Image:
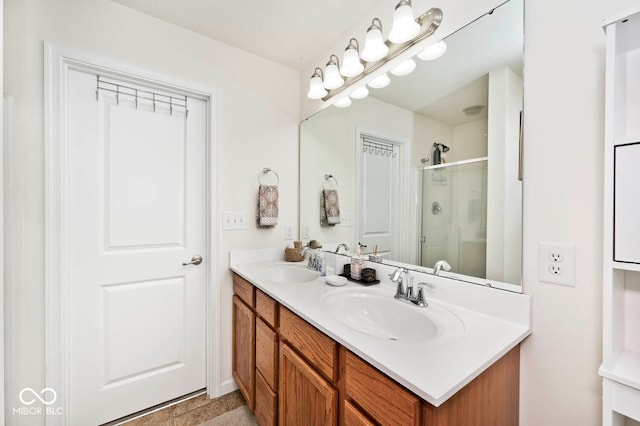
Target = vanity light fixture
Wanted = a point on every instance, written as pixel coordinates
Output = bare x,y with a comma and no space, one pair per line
332,77
360,93
374,45
343,102
351,65
380,81
404,68
316,89
371,67
405,26
434,51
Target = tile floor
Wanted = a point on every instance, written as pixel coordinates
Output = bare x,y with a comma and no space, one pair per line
191,412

▶ GOAL
Return every line of the listing above unchanged, but leave out the pictures.

▶ OUTPUT
Image:
Target = vanity light fixture
Wanted = a point on every instance, written as pixel coordinates
Output = bare x,y with a comma and no space, one pair per line
332,77
360,93
374,45
343,102
351,65
380,81
404,68
316,89
371,67
405,26
434,51
Target = tile floor
Wanted = a point on every instance, written as pixel coordinates
Output = bare x,y with a comma and no space, one pair per line
191,412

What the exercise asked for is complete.